Every line in the records below between the one holding "Note: pick out the computer" and the one holding "Note: pick out the shirt", inclusive, is to be set down exactly; all other lines are to be left out.

───── DATA PROVIDED ─────

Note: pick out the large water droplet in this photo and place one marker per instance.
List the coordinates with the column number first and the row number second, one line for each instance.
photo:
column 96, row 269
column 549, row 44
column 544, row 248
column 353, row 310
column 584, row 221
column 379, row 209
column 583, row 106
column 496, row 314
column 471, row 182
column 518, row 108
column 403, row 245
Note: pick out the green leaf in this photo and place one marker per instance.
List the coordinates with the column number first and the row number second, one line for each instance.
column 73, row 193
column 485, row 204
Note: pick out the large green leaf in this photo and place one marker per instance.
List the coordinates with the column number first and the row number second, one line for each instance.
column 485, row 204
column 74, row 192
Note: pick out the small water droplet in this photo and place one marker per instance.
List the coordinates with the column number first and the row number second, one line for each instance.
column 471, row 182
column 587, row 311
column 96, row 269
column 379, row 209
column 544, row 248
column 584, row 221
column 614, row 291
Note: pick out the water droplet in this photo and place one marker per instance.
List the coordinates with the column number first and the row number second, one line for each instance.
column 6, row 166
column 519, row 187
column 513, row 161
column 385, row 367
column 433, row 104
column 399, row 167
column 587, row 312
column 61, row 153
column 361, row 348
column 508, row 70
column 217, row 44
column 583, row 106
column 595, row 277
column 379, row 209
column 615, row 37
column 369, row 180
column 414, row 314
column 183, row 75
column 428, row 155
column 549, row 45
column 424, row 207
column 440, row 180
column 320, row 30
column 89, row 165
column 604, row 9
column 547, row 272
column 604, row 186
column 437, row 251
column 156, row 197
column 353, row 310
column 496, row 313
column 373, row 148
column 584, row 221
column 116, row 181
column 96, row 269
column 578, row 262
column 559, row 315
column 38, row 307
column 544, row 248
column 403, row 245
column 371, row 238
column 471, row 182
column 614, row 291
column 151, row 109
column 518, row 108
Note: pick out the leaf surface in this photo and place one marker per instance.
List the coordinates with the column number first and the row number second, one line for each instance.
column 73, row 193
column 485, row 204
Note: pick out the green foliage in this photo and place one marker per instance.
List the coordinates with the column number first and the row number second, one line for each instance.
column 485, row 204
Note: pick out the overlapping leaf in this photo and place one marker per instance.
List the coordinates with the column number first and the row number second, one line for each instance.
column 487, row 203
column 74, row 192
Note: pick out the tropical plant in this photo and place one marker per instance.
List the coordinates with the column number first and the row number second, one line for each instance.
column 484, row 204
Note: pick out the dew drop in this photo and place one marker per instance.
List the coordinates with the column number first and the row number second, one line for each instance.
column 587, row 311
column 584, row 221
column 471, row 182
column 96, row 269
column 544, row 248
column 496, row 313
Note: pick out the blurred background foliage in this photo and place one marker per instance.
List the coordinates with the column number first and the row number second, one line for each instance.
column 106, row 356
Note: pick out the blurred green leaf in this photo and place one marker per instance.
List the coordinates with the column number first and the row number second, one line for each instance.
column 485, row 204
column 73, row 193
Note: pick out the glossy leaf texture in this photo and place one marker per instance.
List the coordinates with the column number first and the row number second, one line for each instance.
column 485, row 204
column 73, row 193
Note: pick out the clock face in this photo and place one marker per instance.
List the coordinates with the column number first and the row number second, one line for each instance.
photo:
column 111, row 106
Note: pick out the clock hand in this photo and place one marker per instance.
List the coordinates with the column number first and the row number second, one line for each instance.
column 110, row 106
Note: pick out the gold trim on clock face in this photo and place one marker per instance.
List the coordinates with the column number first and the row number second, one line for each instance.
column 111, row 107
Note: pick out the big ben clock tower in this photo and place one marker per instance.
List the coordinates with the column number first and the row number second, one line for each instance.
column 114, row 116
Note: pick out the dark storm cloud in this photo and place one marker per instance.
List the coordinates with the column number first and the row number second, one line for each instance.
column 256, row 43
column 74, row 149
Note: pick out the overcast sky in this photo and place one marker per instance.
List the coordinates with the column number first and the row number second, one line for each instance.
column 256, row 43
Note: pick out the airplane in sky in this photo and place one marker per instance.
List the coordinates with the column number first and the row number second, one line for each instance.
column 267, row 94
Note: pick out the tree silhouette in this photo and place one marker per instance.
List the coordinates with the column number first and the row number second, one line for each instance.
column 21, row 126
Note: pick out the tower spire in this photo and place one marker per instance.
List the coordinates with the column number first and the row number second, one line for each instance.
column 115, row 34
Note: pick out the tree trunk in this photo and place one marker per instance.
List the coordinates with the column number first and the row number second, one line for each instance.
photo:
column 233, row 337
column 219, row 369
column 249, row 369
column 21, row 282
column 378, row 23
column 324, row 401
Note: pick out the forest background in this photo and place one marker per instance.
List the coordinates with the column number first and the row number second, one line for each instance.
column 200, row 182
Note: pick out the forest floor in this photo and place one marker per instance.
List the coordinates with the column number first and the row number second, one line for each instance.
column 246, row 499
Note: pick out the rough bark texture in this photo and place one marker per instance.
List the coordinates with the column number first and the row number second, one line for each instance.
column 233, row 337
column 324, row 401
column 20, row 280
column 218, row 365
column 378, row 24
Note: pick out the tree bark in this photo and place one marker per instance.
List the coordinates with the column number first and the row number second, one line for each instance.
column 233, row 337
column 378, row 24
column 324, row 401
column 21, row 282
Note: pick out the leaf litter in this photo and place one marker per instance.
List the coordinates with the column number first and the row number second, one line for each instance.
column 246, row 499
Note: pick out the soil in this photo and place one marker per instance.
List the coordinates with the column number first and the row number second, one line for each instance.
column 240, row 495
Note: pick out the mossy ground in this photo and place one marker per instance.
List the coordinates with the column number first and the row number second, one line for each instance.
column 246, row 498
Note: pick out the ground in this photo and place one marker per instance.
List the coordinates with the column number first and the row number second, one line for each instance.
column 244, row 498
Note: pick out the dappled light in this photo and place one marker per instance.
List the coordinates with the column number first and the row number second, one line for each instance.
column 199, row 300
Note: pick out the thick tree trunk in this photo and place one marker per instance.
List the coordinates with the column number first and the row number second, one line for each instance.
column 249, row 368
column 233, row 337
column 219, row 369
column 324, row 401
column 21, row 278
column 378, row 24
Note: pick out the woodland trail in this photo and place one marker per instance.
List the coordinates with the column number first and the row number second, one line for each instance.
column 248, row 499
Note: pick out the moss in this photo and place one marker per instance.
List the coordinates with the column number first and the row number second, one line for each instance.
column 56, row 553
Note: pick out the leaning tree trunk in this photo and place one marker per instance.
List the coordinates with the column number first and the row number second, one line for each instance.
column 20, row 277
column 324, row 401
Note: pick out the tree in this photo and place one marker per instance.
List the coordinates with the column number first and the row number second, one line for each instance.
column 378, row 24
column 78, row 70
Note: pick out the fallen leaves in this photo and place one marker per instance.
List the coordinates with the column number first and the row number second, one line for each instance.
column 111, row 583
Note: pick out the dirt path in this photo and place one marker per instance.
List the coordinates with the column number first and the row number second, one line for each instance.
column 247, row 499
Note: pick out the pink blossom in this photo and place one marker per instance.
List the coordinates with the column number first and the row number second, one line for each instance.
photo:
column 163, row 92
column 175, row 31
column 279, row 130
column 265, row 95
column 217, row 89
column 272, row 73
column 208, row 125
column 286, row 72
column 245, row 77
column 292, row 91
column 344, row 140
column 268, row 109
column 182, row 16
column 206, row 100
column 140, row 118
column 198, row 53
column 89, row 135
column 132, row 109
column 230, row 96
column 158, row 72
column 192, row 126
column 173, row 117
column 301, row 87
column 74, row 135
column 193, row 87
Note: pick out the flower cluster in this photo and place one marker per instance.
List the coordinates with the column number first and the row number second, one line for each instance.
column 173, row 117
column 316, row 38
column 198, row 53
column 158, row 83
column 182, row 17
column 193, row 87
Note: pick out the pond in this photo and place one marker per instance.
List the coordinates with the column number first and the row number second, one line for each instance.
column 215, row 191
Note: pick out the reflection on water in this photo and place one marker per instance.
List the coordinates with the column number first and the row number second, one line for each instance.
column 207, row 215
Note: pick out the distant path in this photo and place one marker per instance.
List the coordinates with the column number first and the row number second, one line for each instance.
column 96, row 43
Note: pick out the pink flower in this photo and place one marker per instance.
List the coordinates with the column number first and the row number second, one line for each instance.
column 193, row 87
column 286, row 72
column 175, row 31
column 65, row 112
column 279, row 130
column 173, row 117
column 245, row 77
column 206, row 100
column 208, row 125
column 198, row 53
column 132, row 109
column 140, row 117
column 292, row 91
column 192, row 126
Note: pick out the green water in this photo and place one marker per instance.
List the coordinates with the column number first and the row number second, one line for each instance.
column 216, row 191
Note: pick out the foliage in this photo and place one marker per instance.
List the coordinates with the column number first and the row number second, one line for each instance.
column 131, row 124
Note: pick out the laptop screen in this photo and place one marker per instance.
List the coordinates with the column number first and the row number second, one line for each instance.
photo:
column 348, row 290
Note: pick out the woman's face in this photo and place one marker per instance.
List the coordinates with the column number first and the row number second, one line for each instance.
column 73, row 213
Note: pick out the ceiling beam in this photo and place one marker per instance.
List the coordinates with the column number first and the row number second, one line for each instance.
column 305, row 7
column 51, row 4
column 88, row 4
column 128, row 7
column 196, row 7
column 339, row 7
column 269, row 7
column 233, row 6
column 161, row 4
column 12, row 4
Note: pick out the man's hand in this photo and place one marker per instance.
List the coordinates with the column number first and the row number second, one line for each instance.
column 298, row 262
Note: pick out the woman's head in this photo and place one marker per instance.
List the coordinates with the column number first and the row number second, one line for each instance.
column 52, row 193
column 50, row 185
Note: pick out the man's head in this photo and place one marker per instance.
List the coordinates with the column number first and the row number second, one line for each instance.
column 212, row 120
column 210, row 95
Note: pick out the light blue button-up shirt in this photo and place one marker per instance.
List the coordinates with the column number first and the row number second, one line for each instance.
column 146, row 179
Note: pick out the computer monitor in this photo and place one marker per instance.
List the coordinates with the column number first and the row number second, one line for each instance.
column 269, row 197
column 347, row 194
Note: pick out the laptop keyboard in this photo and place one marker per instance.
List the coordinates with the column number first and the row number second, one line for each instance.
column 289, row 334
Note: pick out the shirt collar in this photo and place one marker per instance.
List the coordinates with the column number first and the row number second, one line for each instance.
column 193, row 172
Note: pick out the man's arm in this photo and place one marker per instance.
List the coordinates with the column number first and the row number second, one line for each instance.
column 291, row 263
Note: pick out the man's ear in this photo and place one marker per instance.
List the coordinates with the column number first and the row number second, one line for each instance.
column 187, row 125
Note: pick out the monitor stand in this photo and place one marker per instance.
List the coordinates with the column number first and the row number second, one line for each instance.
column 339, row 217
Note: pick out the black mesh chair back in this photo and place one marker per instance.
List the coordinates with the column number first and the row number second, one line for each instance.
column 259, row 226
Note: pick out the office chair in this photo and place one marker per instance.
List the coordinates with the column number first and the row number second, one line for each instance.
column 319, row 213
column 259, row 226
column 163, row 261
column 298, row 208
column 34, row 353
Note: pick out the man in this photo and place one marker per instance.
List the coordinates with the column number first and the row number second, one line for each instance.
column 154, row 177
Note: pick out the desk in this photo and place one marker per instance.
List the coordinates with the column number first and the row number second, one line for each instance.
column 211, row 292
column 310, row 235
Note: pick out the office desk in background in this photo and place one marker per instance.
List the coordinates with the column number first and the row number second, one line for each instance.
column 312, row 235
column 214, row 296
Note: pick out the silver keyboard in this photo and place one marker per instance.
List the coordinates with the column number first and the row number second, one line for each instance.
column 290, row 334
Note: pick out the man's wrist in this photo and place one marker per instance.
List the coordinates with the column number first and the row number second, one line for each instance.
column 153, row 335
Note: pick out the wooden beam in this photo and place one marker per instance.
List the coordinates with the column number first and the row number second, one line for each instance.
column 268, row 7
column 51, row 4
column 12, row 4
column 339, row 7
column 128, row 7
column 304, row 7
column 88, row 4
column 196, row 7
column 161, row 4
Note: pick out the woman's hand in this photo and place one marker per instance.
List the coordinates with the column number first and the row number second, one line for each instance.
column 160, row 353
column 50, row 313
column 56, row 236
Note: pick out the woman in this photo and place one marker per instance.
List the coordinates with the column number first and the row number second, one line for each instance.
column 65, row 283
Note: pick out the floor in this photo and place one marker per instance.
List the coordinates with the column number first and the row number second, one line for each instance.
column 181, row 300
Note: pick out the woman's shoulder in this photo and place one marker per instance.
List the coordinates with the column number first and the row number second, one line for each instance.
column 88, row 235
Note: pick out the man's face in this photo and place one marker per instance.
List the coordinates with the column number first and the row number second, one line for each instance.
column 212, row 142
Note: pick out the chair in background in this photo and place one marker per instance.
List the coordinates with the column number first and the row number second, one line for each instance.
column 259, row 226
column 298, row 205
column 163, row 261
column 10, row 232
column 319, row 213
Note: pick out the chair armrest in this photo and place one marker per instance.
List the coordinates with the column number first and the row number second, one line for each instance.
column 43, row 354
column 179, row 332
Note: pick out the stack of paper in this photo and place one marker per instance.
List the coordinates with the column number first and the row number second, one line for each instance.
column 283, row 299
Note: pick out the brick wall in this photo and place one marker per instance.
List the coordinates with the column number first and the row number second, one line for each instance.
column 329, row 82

─────

■ RESPONSE TO THE EXERCISE:
Note: pick out the computer monitor in this photo and place one marker per instance.
List the coordinates with the column number first and the row number second, one line for each instance.
column 269, row 197
column 347, row 194
Note: pick out the laptop keyboard in this photo and place one marker per instance.
List the coordinates with the column number first and the row number second, one line for each instance.
column 289, row 334
Note: pick out the shirt collar in this photo and place one marker per instance.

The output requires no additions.